■ Compiti scritti:
1. Riscrivi in forma di elenco il paragrafo del brano sul teatro nei quartieri di Torino che comincia con "Ero rimasto senza lavoro", mantenendone i fatti principali.
2. Riproduci dal brano sul teatro nei quartieri di Torino tutto ciò che va da "Non hai perso" giù fino a "il teatro usuale.".

***** Testo citato *****

Non hai perso il vizio, perché quelli sono gli anni del Teatro nello spazio degli scontri, dell’esperienza di teatro a partecipazione nei quartieri periferici di Torino dopo la battaglia di Corso Traiano a Torino nell’autunno caldo del 1969, poi dei lavori con i bambini a Sissa, nel parmense, e di altri lavori che dilatavano il teatro usuale.

 

Ero rimasto senza lavoro. Vengono Giuseppe Bartolucci, Edoardo Fadini e Renzo Morteo e mi propongono di fare teatro nei quartieri di Torino. Per fortuna avevo visto Loredana Perissinotto al lavoro con Giovanni Poli, a Venezia: ci voleva qualcuno che mi guidasse nei quartieri, e lei aveva questo senso politico di stare nella società, faceva teatro con i ragazzi a Torino. Nuccio Messina, direttore dello Stabile, ci diede come autista Pierantonio Barbieri. Stefano Casi è andato a trovarlo per il bel libro che ha scritto su questa esperienza (600.000 e altre azioni teatrali per Giuliano Scabia, Ets, Pisa 2012), e lui ha confessato di essere stato incaricato di fare la spia. Io gli voglio bene, però. Si è ricreduto, nel corso del lavoro; ha detto: fanno cose così belle, forti, coraggiose, ed è diventato più collaborativo. Le foto terribili che avevo raccolto sulle battaglie di Corso Traiano sono sparite, sono arrivato senza immagini. Ne erano rimaste 30 su 120. Abbiamo ricostruito i fatti con il racconto e le poche immagini rimaste. Grande aiuto me l’ha dato Diego Novelli, che era assessore, e aveva tutti materiali.

***** Materiale fornito *****

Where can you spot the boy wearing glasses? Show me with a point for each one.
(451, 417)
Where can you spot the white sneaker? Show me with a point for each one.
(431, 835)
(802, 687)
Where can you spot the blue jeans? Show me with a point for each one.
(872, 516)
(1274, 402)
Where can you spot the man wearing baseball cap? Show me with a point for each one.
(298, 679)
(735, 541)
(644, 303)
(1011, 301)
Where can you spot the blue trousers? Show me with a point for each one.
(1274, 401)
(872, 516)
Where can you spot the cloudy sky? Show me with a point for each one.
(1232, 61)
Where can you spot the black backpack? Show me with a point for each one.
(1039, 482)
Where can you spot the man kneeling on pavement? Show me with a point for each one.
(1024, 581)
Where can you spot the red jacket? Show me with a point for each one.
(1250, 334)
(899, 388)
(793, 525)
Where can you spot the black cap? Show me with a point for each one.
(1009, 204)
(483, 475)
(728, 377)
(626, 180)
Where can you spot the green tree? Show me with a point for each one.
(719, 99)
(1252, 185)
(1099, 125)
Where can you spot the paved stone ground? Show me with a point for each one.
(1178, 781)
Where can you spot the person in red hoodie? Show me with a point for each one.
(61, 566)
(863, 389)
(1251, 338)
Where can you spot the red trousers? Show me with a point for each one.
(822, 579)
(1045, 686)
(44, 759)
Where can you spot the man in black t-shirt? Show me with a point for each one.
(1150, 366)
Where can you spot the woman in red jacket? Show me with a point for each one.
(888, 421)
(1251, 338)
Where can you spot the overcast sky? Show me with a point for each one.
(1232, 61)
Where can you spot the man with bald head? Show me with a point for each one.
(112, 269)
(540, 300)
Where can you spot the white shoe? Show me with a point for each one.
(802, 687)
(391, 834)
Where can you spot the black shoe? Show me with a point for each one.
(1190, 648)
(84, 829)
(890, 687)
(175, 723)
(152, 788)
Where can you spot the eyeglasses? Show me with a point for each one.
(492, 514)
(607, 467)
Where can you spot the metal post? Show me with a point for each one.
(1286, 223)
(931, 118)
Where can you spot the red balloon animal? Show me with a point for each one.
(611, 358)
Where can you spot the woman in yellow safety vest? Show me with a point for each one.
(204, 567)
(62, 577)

*****

■ Risposte per compito:
1.
- Chi racconta è senza lavoro quando Giuseppe Bartolucci, Edoardo Fadini e Renzo Morteo propongono di fare teatro nei quartieri di Torino.
- Come guida nei quartieri viene scelta Loredana Perissinotto, vista al lavoro con Giovanni Poli a Venezia. Ha un forte senso politico e fa teatro con i ragazzi a Torino.
- Nuccio Messina, direttore dello Stabile, assegna come autista Pierantonio Barbieri.
- Barbieri confessa poi a Stefano Casi, autore di un libro su questa esperienza (Ets, Pisa 2012), di essere stato incaricato di fare la spia. Nel corso del lavoro però si ricrede e diventa più collaborativo.
- Delle 120 foto raccolte sulle battaglie di Corso Traiano ne restano soltanto 30.
- I fatti vengono ricostruiti con il racconto e le poche immagini rimaste.
- Un grande aiuto arriva da Diego Novelli, allora assessore, che aveva tutti i materiali.

2.
Non hai perso il vizio, perché quelli sono gli anni del Teatro nello spazio degli scontri, dell’esperienza di teatro a partecipazione nei quartieri periferici di Torino dopo la battaglia di Corso Traiano a Torino nell’autunno caldo del 1969, poi dei lavori con i bambini a Sissa, nel parmense, e di altri lavori che dilatavano il teatro usuale.